### Trecho:
---------------
Além da aberração de que não há mais latifúndio no Brasil, a ministra da agricultura teve a audácia de dizer que “os mesmos saíram das florestas e passaram a descer nas áreas de produção”. Ou seja, uma postura xenófoba, de explícito desrespeito contra uma categoria que há mais de quinhentos anos vem lutando bravamente pelo direito de ter suas terras demarcadas dando condições para a preservação de sua cultura. Esqueceu de dizer à ministra que não é o índio que está descendo às áreas produtivas, são os latifúndios, grileiros, pistoleiros, garimpeiros, entre outros tantos, que há mais de quinhentos anos continuam invadindo suas terras, desmatando-as, poluindo os rios com pesticidas, com mercúrio e outras substâncias provenientes dos garimpos clandestinos, levando doenças e outros tantos males. Cabe afirmar que as populações indígenas continuam ainda hoje submetidas às políticas genocidas iniciadas há mais de quinhentos anos. Tudo isso vem ocorrendo sem que o próprio Estado tome medidas mais consistentes impedindo tal barbárie. Outra polêmica que esteve envolvida Kátia Abreu durante o discurso de posse e que foi veemente repudiada pelo CEMI (Conselho Indígena Missionário) ocorreu quando reforçou que fará de tudo para viabilizar a aplicabilidade da PEC 215, que está no Supremo Tribunal de Justiça para ser julgado o mérito.[1] 
       
O agronegócio e a contaminação do ambiente pelos agrotóxicos

Não há dúvida, a opção pelo agronegócio se constitui em um modelo de produção altamente deficitário e insustentável devido ao custo elevado para sua produção, sem contar os enormes impactos decorrentes dessa atividade ao meio ambiente. Grande parte das sementes utilizadas no cultivo, especialmente os transgênicos, é controlada por grandes corporações multinacionais como a Monsanto, que por consequência monopolizam a produção e o comercio de fertilizantes e agrotóxicos, tornando a agricultura cada vez mais dependente dessas tecnologias. Para piorar, novas espécies invasoras de plantas, lagartas, fungos, vêm se tornando ainda mais resistentes aos pesticidas conhecidos, forçando o agricultor à compra e aplicação de substâncias com teor de toxidade mais elevado, que além de encarecer a produção, compromete a qualidade da água, do solo, das florestas e dos alimentos. Outro agravante observado no mundo dos agrotóxicos é o envolvimento do governo federal baixando portaria para liberação de certas substâncias ou agrotóxicos que há anos estão proibidos de serem comercializados em muitos países.
---------------
### Entradas de dados:
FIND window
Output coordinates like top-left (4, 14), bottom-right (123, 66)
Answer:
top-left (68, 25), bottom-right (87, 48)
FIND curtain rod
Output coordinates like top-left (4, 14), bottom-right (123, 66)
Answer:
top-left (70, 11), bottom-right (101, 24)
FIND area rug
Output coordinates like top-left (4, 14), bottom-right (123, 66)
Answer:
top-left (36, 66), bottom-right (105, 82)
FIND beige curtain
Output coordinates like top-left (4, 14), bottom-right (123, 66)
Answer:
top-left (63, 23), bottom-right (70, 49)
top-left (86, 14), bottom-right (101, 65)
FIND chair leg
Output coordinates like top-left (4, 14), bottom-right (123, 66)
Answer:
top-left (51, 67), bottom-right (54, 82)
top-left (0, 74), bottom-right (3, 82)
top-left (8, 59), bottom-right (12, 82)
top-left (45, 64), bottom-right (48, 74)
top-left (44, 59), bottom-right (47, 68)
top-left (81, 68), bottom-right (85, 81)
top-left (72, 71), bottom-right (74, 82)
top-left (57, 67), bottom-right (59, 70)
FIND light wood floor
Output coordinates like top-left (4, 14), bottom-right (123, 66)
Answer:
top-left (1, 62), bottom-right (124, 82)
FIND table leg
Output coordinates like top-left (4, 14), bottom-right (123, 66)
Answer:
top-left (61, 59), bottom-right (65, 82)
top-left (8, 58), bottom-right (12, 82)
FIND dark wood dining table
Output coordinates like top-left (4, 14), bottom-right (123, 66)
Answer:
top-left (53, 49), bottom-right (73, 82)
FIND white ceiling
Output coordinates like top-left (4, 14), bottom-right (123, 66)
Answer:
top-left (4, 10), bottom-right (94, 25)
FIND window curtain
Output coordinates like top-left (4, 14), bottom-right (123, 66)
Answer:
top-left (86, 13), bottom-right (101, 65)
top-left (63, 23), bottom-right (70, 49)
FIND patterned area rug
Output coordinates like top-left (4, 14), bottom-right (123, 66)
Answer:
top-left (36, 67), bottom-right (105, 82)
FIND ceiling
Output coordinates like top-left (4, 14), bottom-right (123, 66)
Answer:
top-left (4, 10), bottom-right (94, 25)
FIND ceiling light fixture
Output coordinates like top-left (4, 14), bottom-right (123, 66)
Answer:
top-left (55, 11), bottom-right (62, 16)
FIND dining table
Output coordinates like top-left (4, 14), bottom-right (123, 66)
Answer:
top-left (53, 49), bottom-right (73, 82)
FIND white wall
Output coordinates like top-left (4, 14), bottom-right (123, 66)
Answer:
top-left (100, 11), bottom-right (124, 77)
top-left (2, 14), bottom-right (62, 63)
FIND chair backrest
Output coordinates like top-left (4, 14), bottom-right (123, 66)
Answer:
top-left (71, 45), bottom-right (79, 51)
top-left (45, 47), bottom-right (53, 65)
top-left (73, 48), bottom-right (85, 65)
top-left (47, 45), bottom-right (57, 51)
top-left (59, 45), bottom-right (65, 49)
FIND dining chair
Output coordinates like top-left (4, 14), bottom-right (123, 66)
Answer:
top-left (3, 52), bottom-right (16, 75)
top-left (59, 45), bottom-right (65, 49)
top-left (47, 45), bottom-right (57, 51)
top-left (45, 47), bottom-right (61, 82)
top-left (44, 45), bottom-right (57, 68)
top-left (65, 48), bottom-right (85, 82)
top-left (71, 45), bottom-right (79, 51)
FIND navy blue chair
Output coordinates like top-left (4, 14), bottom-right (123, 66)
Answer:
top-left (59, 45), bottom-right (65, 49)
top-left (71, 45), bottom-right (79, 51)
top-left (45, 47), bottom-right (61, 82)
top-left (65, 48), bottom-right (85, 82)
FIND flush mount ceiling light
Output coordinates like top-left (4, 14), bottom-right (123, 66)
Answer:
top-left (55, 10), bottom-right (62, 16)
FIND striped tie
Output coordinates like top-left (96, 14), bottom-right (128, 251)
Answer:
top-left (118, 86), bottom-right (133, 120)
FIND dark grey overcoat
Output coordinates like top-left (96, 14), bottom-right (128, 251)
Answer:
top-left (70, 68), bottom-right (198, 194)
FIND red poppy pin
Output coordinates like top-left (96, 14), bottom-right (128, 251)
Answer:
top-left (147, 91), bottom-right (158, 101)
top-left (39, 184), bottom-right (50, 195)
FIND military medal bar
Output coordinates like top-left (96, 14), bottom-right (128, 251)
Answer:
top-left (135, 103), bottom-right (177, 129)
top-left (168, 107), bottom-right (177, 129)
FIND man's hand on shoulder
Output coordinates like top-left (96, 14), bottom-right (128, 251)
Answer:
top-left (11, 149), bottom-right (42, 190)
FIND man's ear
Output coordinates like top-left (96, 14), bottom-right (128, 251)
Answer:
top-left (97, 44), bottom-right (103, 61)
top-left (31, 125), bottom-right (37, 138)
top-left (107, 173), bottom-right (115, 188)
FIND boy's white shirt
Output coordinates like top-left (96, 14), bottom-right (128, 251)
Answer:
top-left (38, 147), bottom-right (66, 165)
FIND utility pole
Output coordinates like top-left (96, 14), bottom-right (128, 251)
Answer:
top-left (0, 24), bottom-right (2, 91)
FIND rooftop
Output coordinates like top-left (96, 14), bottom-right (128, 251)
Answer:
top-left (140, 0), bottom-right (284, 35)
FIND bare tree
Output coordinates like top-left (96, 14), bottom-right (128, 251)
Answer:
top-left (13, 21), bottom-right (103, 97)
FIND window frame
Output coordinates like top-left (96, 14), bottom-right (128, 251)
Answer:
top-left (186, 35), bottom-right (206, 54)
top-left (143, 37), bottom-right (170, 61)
---------------
### Tarefa A:
Segundo o texto sobre agronegócio e povos indígenas, quais são os elementos cuja qualidade fica comprometida pelas substâncias de maior toxidade? Liste todos.
### Tarefa B:
Prossiga com o texto sobre agronegócio e povos indígenas a partir da última frase apresentada.
As linhas não têm relação nenhuma com o texto sobre agronegócio e povos indígenas.

### Resultado A:
A água, o solo, as florestas e os alimentos.

### Resultado B:
No Brasil, o percentual de agrotóxicos aplicados na agricultura chega a média absurda de 5,2 litros por pessoa. Somente no estado do Mato Grosso esse percentual extrapola os 50 litros, são 150 milhões de litros aplicados. Dentre os pesticidas fabricados pela indústria química e altamente difundindo nas culturas de todo território brasileiro, se destaca a Abamectina, Acefato e o Glifosato. Segundo João Victor Santos, do Instituto Humano da UNISINUS em artigo publicado na pagina virtual Carta Maior sobre o percentual de agrotóxico aplicado no Brasil, dentre as três variedades acima mencionadas e de maior comercialização, o Glifosato é o campeão em uso, não somente no campo, assim como nas áreas urbanas, para combater ervas invasoras.[2]
O Brasil continua alto dependente do mercado externo na aquisição de insumos importantes para a agricultura dentre outros o adubo químico, cuja oferta internacional da matéria prima para sua produção é cada vez menor. A resposta para poder reverter esse problema estaria na elevação dos investimentos na agricultura familiar. No entanto a realidade desse setor comprova o pouco empenho dos governos. Enquanto o agronegócio abocanhou 80% do montante dos recursos públicos destinados ao seu financiamento, a agricultura familiar foi contemplada, pasmem, com parcos 0,5%. Muito pouco para um governo e um partido que tive no campo importantes contribuições históricas, principalmente dos movimentos campesinos, para sua formação e permanência no poder por quase vinte anos.
Os reflexos das políticas anti-sociais da atual presidente afetam em cheio o seguimento familiar, com a incapacidade de pagamento dos financiamentos para compra de máquinas e insumos. O resultado são as falências de pequenas propriedades rurais e o conseqüente êxodo rural.  Há mais de quinhentos anos o Brasil vem insistindo num modelo de produção altamente insustentável, ou seja, a exportação de commodities agrícolas e mineração altamente suscetível às crises cíclicas. Nesse caso, atualmente o Brasil é um dos principais parceiros econômicos da China, um país em franco crescimento econômico, que a qualquer ameaça de crise no seu modelo terá um efeito dominó nas demais economias do resto do planeta, inclusive e com mais intensidade a economia brasileira.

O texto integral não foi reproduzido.